Data provided:
= Beginning of Section =

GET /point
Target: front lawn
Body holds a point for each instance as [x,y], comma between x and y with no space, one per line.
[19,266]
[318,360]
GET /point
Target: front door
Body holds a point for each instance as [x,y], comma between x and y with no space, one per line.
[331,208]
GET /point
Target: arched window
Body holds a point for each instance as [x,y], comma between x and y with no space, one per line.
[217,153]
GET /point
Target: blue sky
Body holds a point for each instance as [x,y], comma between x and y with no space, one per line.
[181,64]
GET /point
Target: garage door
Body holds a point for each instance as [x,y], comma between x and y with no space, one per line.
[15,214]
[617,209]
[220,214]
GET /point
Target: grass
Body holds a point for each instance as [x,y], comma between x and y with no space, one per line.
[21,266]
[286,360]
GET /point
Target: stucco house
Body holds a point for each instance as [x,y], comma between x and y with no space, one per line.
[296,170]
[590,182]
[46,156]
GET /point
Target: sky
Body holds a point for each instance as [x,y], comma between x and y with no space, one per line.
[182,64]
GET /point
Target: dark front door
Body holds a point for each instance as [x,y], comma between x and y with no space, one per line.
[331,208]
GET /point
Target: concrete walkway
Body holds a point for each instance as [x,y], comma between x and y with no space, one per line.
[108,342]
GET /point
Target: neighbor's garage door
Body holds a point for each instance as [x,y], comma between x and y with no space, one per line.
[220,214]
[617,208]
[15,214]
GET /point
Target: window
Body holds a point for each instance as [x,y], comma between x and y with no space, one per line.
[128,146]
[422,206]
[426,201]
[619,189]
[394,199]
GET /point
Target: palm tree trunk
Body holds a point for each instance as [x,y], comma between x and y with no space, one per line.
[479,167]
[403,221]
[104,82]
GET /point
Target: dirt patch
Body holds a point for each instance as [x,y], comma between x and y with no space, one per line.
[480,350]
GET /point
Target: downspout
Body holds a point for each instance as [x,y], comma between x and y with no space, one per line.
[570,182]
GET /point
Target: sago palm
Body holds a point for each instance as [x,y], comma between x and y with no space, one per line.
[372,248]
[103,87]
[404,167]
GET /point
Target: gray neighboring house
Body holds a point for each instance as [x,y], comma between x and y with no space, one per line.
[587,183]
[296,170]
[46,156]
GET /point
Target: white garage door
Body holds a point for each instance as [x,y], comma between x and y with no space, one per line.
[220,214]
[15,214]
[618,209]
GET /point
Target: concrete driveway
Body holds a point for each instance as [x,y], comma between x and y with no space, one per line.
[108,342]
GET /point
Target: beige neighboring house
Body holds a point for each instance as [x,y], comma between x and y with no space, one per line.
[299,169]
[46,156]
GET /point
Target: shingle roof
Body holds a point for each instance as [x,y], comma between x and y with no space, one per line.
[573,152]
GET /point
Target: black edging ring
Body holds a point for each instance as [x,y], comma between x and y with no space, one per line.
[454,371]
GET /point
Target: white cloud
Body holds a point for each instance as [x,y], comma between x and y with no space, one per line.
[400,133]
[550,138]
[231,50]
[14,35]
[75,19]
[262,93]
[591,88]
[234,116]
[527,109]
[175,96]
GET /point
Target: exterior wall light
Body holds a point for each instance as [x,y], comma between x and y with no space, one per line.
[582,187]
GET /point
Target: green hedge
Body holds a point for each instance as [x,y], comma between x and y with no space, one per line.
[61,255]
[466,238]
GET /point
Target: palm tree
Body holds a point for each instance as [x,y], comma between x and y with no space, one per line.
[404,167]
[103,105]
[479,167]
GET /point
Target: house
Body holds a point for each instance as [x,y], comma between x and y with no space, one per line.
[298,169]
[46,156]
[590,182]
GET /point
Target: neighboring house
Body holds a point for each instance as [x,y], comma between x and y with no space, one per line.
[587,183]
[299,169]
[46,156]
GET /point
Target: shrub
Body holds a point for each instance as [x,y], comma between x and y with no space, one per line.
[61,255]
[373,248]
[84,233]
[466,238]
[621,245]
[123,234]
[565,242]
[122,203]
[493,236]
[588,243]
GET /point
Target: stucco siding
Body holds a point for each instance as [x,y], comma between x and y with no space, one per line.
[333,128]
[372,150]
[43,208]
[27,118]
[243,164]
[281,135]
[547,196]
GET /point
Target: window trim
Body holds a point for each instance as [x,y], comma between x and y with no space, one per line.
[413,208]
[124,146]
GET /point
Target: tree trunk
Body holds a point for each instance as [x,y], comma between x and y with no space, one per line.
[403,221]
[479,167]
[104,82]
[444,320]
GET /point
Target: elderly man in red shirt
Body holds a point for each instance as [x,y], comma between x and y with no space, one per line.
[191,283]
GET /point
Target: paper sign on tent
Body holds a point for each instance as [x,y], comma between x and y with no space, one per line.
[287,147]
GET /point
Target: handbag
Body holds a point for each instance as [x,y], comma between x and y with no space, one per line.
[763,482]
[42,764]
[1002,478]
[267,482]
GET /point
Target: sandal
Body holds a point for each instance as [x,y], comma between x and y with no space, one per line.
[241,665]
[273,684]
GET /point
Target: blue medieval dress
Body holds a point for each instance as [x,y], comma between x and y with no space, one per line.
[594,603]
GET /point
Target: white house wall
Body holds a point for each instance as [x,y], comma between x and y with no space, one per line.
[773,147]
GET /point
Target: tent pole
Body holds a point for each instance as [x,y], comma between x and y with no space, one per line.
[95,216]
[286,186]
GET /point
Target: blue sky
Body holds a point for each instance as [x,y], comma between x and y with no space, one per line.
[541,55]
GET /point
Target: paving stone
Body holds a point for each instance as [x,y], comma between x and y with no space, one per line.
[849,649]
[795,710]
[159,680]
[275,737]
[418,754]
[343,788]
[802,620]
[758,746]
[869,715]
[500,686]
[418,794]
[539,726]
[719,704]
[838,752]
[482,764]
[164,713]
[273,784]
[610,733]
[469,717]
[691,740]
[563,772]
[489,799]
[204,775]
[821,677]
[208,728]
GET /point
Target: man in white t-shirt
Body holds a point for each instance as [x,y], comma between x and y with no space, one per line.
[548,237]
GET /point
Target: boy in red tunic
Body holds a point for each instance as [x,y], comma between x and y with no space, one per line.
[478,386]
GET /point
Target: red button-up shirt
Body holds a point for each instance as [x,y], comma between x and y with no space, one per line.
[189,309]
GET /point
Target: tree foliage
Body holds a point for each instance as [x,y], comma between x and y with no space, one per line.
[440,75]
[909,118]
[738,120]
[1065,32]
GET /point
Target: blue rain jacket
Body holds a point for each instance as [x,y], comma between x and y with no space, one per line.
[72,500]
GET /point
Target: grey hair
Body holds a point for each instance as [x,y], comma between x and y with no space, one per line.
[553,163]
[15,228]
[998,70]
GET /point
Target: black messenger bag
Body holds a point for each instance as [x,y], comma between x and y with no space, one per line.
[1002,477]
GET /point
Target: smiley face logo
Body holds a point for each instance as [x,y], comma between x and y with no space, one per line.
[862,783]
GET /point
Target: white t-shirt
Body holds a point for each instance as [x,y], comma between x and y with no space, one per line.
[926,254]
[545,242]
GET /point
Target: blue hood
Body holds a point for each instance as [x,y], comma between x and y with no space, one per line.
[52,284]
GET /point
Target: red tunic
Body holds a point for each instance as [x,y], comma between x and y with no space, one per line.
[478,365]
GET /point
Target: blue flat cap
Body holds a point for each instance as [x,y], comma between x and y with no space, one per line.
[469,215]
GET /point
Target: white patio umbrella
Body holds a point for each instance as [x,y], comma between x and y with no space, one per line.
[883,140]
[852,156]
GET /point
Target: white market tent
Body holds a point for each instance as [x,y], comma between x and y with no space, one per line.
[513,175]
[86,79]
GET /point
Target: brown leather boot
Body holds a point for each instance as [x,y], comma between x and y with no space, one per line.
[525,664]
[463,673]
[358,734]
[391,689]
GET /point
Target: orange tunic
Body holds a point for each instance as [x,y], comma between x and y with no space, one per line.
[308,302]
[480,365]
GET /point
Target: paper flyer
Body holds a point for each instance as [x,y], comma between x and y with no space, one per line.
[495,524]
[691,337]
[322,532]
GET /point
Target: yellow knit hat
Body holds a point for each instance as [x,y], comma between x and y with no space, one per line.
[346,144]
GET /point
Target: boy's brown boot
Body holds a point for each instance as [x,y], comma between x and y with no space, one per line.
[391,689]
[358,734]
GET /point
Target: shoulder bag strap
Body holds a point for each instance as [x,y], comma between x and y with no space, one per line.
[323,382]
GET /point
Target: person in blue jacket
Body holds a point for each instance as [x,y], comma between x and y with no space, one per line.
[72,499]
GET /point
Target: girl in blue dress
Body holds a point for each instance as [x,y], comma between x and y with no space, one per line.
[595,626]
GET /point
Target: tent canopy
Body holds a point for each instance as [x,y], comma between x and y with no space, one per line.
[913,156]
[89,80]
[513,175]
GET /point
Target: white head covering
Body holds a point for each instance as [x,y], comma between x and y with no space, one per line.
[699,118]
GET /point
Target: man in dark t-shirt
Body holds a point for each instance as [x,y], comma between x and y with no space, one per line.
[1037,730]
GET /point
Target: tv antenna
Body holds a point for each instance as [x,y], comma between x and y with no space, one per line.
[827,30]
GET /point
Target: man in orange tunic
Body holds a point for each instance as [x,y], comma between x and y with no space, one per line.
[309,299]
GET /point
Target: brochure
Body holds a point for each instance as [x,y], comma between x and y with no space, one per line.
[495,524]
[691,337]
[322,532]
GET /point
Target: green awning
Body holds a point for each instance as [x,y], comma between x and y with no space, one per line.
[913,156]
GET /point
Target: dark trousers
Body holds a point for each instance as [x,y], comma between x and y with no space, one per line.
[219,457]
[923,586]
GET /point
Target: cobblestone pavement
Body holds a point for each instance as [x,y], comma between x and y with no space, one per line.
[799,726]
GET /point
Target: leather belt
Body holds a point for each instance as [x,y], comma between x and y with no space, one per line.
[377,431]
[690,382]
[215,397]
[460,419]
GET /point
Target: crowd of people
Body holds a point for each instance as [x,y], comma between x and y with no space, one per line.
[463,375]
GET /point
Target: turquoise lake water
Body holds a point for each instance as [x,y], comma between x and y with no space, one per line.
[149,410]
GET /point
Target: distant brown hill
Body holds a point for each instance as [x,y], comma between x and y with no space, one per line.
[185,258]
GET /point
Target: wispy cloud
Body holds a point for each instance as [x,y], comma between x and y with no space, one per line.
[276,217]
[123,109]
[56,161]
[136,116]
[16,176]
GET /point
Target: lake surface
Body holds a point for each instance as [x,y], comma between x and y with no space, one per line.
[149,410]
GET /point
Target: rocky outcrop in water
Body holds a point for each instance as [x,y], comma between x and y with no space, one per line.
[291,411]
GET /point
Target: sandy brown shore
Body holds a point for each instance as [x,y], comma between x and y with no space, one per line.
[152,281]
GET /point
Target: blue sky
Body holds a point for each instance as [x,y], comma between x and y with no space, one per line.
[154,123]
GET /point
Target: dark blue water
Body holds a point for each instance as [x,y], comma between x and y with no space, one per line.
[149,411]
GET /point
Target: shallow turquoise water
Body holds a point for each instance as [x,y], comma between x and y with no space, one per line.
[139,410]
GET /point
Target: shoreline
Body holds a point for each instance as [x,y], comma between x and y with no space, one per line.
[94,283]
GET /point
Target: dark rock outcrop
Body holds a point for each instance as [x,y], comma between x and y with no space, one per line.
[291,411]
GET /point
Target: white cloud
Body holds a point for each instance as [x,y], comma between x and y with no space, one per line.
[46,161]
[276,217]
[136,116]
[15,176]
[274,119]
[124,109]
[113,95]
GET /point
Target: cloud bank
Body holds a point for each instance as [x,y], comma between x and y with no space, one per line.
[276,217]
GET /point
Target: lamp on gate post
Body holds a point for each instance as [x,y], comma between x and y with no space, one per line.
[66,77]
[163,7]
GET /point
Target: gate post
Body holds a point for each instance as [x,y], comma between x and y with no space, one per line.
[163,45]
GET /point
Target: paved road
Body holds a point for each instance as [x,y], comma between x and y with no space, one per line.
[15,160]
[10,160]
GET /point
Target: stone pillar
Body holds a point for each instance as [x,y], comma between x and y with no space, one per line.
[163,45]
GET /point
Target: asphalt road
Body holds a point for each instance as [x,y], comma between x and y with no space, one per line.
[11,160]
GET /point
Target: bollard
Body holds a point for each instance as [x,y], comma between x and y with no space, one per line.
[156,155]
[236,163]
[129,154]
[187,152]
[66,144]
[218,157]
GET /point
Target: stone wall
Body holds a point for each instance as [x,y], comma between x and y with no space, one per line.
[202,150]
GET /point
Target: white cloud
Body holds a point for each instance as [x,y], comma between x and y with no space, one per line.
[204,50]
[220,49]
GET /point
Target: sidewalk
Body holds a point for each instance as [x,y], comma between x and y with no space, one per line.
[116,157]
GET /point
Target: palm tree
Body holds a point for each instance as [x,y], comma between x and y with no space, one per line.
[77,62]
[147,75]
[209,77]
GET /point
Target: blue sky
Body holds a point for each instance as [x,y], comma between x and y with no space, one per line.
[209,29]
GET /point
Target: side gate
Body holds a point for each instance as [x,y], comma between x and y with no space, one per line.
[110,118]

= End of Section =

What is required: Every line above from the line with "Target: elderly man in red shirt" to the line with "Target: handbag" is wanted, ends included; write them out exactly and add no other line.

Solved exercise:
Target: elderly man in red shirt
Body holds a point for each instance as [x,y], comma between x and y with no space, one per line.
[191,283]
GET /point
Target: paper sign on tent
Body holds a point for each instance as [x,y], comma between x and y with no space, one per line.
[287,147]
GET /point
Target: handbag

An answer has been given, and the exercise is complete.